Facts of the Case :-
Assessing Officer opined that when it effected sale of wood pulp, assessee was obliged to collect tax at source under section 206C . He thus, concluded that assessee was in default for short collection within meaning of section 206C(6A) .
since as per section 206C(IB), obligation of assessee to file declaration arises only when declaration is furnished to him by buyer and not on month or date when sale is effected by assessee, impugned order was not sustainable particularly when it was only a technical breach .
Section 206C does not mandate that declaration from buyers in Form 27C for non-collection of TCS has to be obtained at very same moment when sale is effected
IN THE ITAT BANGALORE BENCH ‘C’
Karnataka Forest Development Corpn. Ltd.
Income-tax Officer, TDS Ward, Davangere
AND ABRAHAM P. GEORGE, ACCOUNTANT MEMBER
STAY PETN. NOS. 27 TO 29 (BANG.) OF 2015
IT APPEAL NOS. 1144 TO 1146 (BANG.) OF 2014
[ASSESSMENT YEARS 2009-10 TO 2011-12]
APRIL 17, 2015
S. Ananthan, CA for the Appellant. T.S.N. Murthy, CIT (DR) for the Respondent.
Abraham P. George, Accountant Member – In these appeals filed by the assessee, it assails being treated as one in default under section 206C(6A) of the Income-tax Act, 1961 [hereinafter referred to as ‘the Act’ for short].
2. Facts apropos are that assessee had during the previous years relevant to the impugned assessment years sold wood pulp to three concerns namely (i) Mysore Paper Mills Ltd., Bhadravathi, (ii) West Coast Paper Mills Ltd., Dandeli and (iii) Harihar Poly Fibres Ltd.,Kumarapallanam. Assessee is a State Government undertaking and has, as per its website the following objects:
|“1.||To develop land for raising forest plantations and in particular Eucalyptus, Bamboo, Tropical Pines, Rubber, Cashewnut, Cocoa, Tea, Coffee and such other suitable species in the State of Karnataka, for the purpose of development of industries based on their produce.|
|2.||To plant, grow, cultivate, produce and raise plantations of all kinds of varieties of forest plants, trees and crops and natural products of every kind and other agricultural crops and to buy, sell, export, import, process, distribute or otherwise deal in all kinds of forest plants, tree crops, natural products and agricultural crops.|
|3.||To carry on the business of planters, cultivators, sellers and dealers in time, plywood, pulpwood, matchwood and such other products of every description and to manufacture, dispose off, sell and deal in products of such plantations and other forest crops of every description.|
|4.||To establish, administer, own and run industries for manufacturing forest products.|
|5.||To promote the development of Forest Industries, to operate suitable schemes and for that purpose to prepare and get or cause to be prepared reports, blue prints, statistics, feasibility studies and project reports and other information.|
|6.||To promote companies, firms, establishments, concerns or undertakings for the purpose of development of industries based on forest produce and to assist and finance any individual firms or company with capital, loan, credit resources etc.|
|7.||To take up construction of buildings in furtherance of forests.|
|8.||To take up research and sponsor work relating to forestry including tissue culture and allied activities.|
|9.||To conduct tours in relation to Wildlife Sanctuaries and other places of interest. “|
3. The Assessing Officer (AO) was of the opinion that assessee, when it affected the sale of wood pulp, was obliged to collect tax at source under section 206C, but had failed to do. He put the assessee on notice. Reply of the assessee was that:
|i.||The buyers were manufacturers and not traders and the wood pulp was used for manufacture.|
|ii.||Wood pulp sold by it was not a forest produce.|
|iii.||Wood used for pulping was not spontaneous growth, but cultivated by the assessee on leased forest land.|
Along with the above reply assessee also filed a declaration from the buyer in Form 27C in which they affirmed that the wood pulp was being used for their manufacturing activity only.
※
Jobs.
[1] In the tax tribunal ruling, which three concerns bought wood pulp from the assessee?
[2] Extend the tax tribunal ruling beyond its last sentence.
The listing comes from a separate source, unrelated to the tax tribunal ruling.

Recorded information.
※
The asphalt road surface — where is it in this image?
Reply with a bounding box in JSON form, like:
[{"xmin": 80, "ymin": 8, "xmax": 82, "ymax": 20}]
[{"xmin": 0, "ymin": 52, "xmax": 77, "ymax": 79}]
※
Responses per task.
[1] Mysore Paper Mills Ltd., Bhadravathi; West Coast Paper Mills Ltd., Dandeli; and Harihar Poly Fibres Ltd., Kumarapallanam.

[2]
4. However, the AO was not impressed by the above reply.
According to him:
|i.||Wood pulp was a type of goods falling under item (v) of the Table given in section 206C(1), viz., forest produce|
|ii.||Declaration in Form 27C filed by the assessee was not complete since part II was missing.|
|iii.||Copy of the declaration was not delivered by the assessee to the Chief Commission or Commissioner, as mandated in section 206(1B) of the Act.|
Nevertheless he dropped the proceeding in so far as supplies to M/s. Mysore Paper Mills Ltd., was concerned, since it was a Government company. After verifying the sales made to the other two parties, he concluded that assessee was one in default within the meaning of section 206C(6A) for short collection of tax of Rs. 22,03,232/- for assessment year 2009-10, Rs. 14,48,680/- for assessment year 2010-11 and Rs. 23,49,112/- for assessment year 2011-12 and for interest of Rs. 11,11,774/- for assessment year 2009-10, Rs. 5,56,074/- for assessment year 2010-11 and Rs. 7,14,618/- for assessment year 2011-12 under section 206(7) of the Act.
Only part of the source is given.